Exercise data
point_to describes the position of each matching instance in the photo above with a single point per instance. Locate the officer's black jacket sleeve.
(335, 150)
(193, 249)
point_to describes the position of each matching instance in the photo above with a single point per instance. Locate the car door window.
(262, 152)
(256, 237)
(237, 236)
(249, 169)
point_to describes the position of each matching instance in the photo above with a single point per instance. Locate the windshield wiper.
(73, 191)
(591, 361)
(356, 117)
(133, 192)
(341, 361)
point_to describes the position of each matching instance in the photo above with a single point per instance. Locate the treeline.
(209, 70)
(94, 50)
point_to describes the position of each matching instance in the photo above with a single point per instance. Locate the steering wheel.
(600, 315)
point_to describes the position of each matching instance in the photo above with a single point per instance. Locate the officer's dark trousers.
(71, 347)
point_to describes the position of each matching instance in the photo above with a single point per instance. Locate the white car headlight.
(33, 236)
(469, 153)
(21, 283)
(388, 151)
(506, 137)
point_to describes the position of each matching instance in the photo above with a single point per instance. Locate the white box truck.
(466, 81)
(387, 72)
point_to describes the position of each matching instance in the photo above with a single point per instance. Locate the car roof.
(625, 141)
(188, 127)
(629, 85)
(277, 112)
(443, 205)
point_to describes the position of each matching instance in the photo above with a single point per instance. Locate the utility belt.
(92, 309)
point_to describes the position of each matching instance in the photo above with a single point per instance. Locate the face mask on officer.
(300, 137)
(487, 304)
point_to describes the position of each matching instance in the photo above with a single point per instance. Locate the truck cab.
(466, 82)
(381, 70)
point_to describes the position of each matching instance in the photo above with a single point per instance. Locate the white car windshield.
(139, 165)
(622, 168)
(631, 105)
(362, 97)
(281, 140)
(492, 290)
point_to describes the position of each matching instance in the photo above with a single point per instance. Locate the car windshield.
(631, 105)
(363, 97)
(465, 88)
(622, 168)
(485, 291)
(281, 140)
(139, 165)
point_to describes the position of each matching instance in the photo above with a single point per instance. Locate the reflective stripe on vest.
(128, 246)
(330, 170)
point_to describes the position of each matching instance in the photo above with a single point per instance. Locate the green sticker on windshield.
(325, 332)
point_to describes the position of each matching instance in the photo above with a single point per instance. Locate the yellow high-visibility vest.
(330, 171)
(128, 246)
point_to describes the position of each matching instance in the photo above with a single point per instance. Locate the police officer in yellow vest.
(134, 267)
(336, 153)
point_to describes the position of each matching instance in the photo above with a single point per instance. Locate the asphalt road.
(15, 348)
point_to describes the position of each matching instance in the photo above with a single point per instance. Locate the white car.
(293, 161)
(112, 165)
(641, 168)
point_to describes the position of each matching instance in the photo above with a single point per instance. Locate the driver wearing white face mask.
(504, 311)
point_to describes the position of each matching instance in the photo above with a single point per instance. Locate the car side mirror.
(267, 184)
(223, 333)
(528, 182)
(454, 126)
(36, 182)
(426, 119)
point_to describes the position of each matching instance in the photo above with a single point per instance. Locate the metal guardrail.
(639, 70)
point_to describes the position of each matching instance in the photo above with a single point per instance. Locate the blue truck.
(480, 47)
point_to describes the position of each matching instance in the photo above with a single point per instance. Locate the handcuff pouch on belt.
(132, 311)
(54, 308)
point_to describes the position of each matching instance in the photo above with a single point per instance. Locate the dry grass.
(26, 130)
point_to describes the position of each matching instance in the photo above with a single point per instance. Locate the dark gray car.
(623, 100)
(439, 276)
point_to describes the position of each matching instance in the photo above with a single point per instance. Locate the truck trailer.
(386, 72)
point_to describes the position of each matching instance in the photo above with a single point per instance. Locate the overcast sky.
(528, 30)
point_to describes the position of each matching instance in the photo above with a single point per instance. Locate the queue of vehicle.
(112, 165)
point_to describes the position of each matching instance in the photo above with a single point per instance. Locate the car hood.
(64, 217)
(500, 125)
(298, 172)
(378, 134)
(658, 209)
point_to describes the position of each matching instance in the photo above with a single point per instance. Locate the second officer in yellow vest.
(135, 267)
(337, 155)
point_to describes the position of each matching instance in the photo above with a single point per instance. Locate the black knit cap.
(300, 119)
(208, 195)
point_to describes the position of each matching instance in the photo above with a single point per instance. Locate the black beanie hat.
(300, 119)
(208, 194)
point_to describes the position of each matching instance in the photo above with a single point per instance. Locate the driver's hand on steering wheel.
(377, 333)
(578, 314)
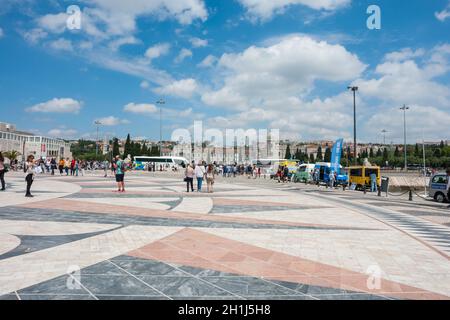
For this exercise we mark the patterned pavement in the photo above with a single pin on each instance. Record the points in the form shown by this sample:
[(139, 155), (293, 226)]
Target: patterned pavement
[(77, 239)]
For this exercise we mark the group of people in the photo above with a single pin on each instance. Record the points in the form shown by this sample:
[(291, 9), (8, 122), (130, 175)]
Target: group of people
[(201, 172)]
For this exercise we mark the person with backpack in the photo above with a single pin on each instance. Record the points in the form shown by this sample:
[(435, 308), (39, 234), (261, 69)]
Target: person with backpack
[(28, 169), (120, 174), (210, 176), (2, 172), (200, 175)]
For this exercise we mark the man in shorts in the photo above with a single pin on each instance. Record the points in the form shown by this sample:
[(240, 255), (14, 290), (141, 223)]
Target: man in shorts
[(120, 174)]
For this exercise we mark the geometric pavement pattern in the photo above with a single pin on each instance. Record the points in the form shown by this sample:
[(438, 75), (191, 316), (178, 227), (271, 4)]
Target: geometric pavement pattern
[(244, 241)]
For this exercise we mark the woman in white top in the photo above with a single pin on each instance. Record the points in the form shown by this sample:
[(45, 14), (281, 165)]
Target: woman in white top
[(2, 172), (190, 178), (210, 175), (29, 174), (200, 172)]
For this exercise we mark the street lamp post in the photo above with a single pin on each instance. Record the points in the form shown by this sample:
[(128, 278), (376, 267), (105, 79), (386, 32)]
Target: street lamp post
[(98, 124), (384, 136), (354, 89), (161, 102), (404, 108)]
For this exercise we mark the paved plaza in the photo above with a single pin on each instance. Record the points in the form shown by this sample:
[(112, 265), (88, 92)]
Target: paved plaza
[(78, 239)]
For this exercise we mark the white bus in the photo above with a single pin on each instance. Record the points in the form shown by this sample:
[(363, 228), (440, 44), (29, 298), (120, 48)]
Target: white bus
[(167, 162)]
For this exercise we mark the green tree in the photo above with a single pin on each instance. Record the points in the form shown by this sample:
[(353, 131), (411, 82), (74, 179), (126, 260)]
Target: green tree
[(379, 153), (116, 150), (327, 157)]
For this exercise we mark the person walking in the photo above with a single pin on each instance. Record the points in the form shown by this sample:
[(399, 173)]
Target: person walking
[(29, 174), (448, 186), (2, 172), (61, 166), (120, 174), (66, 166), (200, 175), (105, 168), (189, 178), (53, 166), (373, 182), (210, 177), (332, 179)]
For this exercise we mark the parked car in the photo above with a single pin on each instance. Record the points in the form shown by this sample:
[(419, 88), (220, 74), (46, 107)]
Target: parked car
[(438, 187)]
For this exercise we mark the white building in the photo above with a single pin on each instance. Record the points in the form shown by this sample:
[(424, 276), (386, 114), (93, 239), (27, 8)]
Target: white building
[(28, 144)]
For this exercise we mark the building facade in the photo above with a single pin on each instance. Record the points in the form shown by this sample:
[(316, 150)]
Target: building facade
[(29, 144)]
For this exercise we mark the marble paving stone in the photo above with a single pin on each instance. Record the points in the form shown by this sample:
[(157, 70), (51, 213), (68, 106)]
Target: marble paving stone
[(142, 267), (116, 285), (183, 286), (249, 286)]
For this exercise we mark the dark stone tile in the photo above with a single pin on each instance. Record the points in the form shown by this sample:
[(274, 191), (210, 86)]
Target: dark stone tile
[(9, 297), (103, 268), (57, 286), (131, 297), (249, 286), (116, 285), (142, 267), (55, 297), (206, 273), (183, 286)]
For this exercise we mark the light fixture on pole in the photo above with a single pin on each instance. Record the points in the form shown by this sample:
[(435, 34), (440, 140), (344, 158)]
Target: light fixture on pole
[(384, 131), (354, 89), (404, 108), (161, 102), (98, 124)]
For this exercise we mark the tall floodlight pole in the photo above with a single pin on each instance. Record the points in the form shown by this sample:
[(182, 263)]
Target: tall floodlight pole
[(98, 124), (404, 108), (384, 136), (354, 89), (161, 102)]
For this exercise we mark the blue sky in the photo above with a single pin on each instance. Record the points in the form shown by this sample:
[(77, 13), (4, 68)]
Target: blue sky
[(281, 64)]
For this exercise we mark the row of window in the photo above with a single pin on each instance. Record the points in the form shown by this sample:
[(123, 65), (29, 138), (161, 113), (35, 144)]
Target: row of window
[(18, 137)]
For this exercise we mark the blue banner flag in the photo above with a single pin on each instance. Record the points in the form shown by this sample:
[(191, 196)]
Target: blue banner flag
[(336, 156)]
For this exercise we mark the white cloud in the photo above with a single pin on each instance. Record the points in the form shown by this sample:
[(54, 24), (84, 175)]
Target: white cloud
[(444, 14), (35, 35), (54, 23), (198, 43), (208, 62), (183, 88), (62, 133), (421, 122), (157, 51), (61, 44), (120, 16), (63, 105), (142, 108), (184, 53), (287, 68), (144, 84), (407, 81), (116, 44), (112, 121), (404, 54), (265, 9)]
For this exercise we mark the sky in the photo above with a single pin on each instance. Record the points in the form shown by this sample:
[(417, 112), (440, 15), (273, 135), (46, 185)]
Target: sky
[(275, 64)]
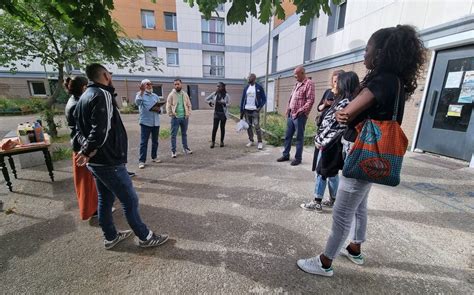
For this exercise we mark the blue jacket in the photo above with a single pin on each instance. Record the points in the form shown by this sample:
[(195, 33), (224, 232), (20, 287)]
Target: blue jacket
[(145, 103), (260, 101)]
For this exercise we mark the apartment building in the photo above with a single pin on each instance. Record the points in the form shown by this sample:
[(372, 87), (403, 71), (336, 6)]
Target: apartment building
[(202, 52)]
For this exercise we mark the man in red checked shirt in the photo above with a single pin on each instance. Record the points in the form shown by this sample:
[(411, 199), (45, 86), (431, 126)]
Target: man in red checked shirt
[(297, 112)]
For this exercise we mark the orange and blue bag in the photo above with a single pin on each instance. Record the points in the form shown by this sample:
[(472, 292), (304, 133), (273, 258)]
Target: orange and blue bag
[(378, 151)]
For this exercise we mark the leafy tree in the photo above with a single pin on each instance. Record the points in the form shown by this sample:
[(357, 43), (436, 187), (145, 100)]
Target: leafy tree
[(264, 10), (40, 35)]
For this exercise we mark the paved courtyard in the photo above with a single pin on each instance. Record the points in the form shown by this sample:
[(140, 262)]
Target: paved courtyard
[(236, 227)]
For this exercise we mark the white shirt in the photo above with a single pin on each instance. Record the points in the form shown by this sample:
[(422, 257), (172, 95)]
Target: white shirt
[(251, 96)]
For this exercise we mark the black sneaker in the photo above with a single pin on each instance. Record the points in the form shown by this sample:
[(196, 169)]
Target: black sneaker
[(295, 162), (154, 241), (283, 159), (121, 235)]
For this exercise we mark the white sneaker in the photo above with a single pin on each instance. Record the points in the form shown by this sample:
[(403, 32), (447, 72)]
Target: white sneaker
[(314, 266), (357, 259)]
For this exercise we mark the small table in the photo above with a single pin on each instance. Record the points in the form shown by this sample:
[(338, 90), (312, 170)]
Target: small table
[(24, 149)]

Work instructions
Give back exactly the lines above, from the line containing "For this exercise we mark the man in shorts" through the line containing "For this exercise we mark the street", with both end lines and nothing more.

Task response
For this exercise we mark the man in shorts in the photo above with a single pin on each instance. Record the points in the form shown by this sample:
[(240, 255), (14, 290), (141, 223)]
Target: man in shorts
[(120, 174)]
For this exercise we mark the geometric pavement pattern in the photo above with a single pin on each instance. Record the points in the form shown by this sample:
[(438, 75), (191, 316), (178, 227), (271, 4)]
Target: geometric pavement pattern
[(244, 241)]
For this exercise we mark the woman in white top in the photo above with a single pin on each instance. Record the points in the form shown by this sample:
[(45, 14), (281, 165)]
Target: woman in white top
[(2, 172), (190, 178), (210, 175), (29, 174), (200, 172)]
For this exercise we mark the street lamp post in the photo above with a single pin on each instance. Record the points in the form shown by this sample:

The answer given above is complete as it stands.